Federal labor officials determined that Amazon interfered in the first election and tainted the results.
Workers at the Amazon warehouse in Bessemer, Alabama, will have their voices heard in a second union election in February after the retail giant broke the law during the original vote last year.
The National Labor Relations Board announced Tuesday that it will be sending ballots out to workers on Feb. 4, with the seven-week mail-in election ending on March 28. The election will determine whether roughly 6,000 workers at the facility will be represented by the Retail, Wholesale and Department Store Union.
The RWDSU gathered enough union cards to trigger an election last year, but workers ultimately voted against unionization in a vote that concluded in April. The union alleged that Amazon violated the law, however, and NLRB officials ultimately found merit in their central charges.
When the board finds that a company may have illegally swayed the vote, it has the power to order a do-over election. Such second votes are difficult for unions to win, however, and workers have typically already been subjected to an anti-union campaign from the employer.
The union said in a statement that it had asked the board to set certain conditions for the second election to prevent any illegal interference from the company, and it was disappointed the board declined to adopt them. According to a spokesperson, the union had sought access to speak with employees on work property to make their case for unionization, something employers are typically not obligated to provide.
“Workers’ voices can and must be heard fairly, unencumbered by Amazon’s limitless power to control what must be a fair and free election, and we will continue to hold them accountable for their actions,” the union said.
Amazon said in a statement that “our employees have always had the choice of whether or not to join a union, and they overwhelmingly chose not to join the RWDSU last year.” The company added, “We look forward to our team in [Bessemer] having their voices heard again.”

^^^^^^^^

▶ ACTIVITY
Please set down the part of the article on the Bessemer union vote starting with "The National Labor" and going on through "their central charges.", word for word.

[Image-grounded pointing records]

^^^^^^^^

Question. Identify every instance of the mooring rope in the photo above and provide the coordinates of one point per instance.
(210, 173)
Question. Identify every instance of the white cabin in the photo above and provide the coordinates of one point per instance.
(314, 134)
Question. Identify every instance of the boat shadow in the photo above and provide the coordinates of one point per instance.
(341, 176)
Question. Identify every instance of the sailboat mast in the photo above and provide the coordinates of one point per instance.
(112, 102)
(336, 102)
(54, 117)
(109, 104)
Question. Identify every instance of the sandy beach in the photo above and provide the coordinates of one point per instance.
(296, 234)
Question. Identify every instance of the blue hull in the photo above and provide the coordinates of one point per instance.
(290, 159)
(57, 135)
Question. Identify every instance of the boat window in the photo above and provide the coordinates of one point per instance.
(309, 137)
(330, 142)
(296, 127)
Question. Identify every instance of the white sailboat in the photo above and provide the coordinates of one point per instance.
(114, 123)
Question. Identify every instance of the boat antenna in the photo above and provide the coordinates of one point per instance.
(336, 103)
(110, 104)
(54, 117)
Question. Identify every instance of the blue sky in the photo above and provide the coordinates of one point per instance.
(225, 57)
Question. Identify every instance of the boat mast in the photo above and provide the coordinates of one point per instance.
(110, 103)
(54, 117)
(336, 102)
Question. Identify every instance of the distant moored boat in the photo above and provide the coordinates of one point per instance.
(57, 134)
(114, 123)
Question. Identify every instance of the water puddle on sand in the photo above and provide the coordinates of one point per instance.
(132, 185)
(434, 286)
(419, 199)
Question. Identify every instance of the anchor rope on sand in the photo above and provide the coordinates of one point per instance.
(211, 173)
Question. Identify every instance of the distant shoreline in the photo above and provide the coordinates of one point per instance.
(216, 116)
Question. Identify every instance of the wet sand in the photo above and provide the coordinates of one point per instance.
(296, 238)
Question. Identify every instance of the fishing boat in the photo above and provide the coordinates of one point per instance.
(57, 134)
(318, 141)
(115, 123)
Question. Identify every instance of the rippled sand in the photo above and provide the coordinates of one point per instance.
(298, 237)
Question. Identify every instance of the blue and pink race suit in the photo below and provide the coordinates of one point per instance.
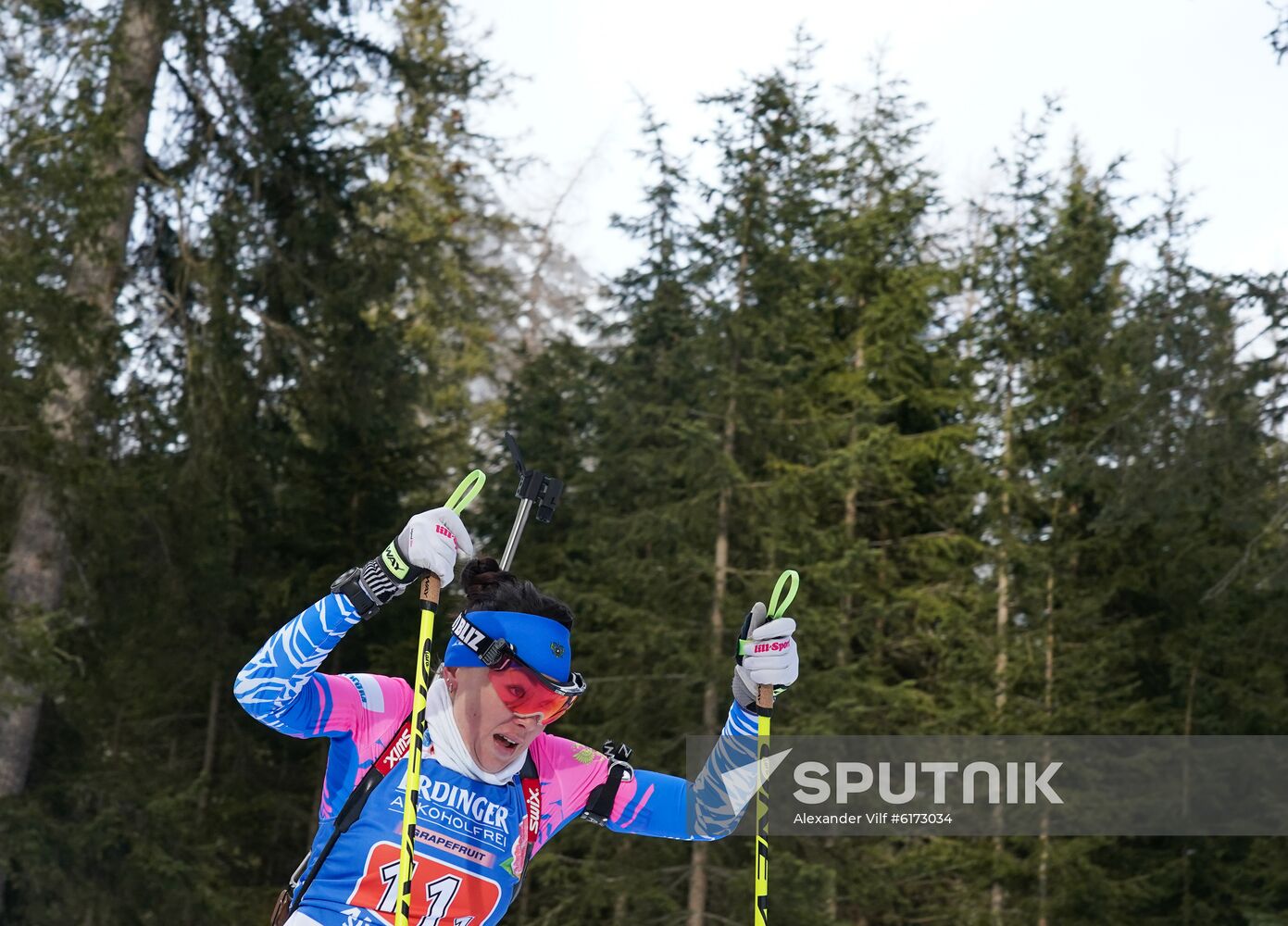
(471, 834)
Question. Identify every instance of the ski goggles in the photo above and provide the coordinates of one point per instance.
(522, 685)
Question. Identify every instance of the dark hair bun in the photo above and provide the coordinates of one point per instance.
(481, 580)
(490, 587)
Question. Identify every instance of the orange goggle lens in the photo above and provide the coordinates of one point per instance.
(523, 692)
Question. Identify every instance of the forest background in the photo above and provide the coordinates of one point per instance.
(1027, 457)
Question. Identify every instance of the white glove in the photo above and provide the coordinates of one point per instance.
(767, 656)
(431, 541)
(428, 544)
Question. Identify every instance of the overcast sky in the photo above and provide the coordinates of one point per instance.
(1153, 79)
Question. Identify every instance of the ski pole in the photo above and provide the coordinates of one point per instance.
(429, 589)
(536, 488)
(790, 580)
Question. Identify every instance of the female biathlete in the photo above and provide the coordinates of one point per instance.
(491, 774)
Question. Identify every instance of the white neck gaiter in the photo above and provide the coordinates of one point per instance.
(450, 748)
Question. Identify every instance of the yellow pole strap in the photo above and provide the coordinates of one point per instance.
(791, 581)
(429, 589)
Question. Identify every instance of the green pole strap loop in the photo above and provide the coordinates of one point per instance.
(776, 607)
(465, 492)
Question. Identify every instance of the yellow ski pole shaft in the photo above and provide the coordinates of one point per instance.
(790, 580)
(429, 589)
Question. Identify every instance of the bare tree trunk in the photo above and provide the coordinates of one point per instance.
(1186, 898)
(698, 854)
(207, 758)
(1048, 704)
(850, 520)
(1004, 613)
(35, 572)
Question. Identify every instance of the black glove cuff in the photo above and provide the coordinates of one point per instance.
(349, 583)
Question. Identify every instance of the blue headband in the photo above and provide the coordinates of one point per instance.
(540, 642)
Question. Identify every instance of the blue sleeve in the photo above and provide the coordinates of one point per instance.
(672, 807)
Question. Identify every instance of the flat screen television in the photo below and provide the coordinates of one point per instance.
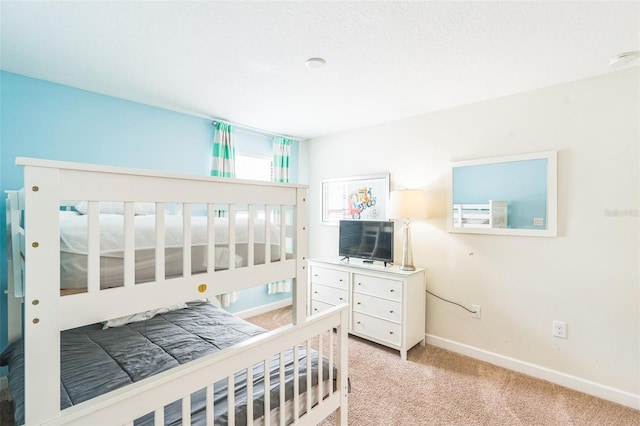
(366, 239)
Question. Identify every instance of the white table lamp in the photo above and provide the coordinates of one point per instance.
(406, 204)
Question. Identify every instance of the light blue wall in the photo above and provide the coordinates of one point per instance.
(46, 120)
(523, 184)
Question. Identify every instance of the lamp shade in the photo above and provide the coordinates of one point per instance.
(407, 203)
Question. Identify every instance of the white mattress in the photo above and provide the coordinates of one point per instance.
(73, 247)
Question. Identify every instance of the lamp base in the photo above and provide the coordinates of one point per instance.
(407, 255)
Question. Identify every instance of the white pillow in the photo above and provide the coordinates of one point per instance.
(117, 207)
(141, 316)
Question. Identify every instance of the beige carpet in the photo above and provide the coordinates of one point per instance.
(438, 387)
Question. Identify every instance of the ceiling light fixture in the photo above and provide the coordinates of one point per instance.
(315, 62)
(624, 59)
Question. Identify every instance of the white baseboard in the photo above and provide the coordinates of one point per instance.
(264, 308)
(586, 386)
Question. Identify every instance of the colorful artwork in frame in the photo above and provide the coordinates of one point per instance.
(355, 198)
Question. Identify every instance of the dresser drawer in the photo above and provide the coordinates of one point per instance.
(330, 277)
(317, 306)
(377, 328)
(377, 307)
(381, 287)
(331, 295)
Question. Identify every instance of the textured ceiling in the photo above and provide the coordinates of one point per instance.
(245, 61)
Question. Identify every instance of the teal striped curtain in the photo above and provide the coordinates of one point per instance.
(223, 162)
(281, 154)
(224, 151)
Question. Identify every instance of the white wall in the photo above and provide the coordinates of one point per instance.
(588, 276)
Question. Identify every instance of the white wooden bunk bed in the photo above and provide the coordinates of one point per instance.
(307, 358)
(490, 215)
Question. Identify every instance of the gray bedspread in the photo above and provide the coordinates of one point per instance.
(95, 361)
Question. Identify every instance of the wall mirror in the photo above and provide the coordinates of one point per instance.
(513, 195)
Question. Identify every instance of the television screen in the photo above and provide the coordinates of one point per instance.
(364, 239)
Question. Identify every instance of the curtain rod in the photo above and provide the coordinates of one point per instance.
(252, 129)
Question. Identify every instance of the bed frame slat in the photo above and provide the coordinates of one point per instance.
(46, 313)
(93, 249)
(129, 244)
(160, 242)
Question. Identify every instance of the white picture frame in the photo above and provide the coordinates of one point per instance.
(355, 198)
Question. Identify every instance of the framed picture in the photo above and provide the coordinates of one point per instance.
(355, 198)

^^^^^^^^

▶ TASK SOLUTION
The National Labor Relations Board announced Tuesday that it will be sending ballots out to workers on Feb. 4, with the seven-week mail-in election ending on March 28. The election will determine whether roughly 6,000 workers at the facility will be represented by the Retail, Wholesale and Department Store Union.
The RWDSU gathered enough union cards to trigger an election last year, but workers ultimately voted against unionization in a vote that concluded in April. The union alleged that Amazon violated the law, however, and NLRB officials ultimately found merit in their central charges.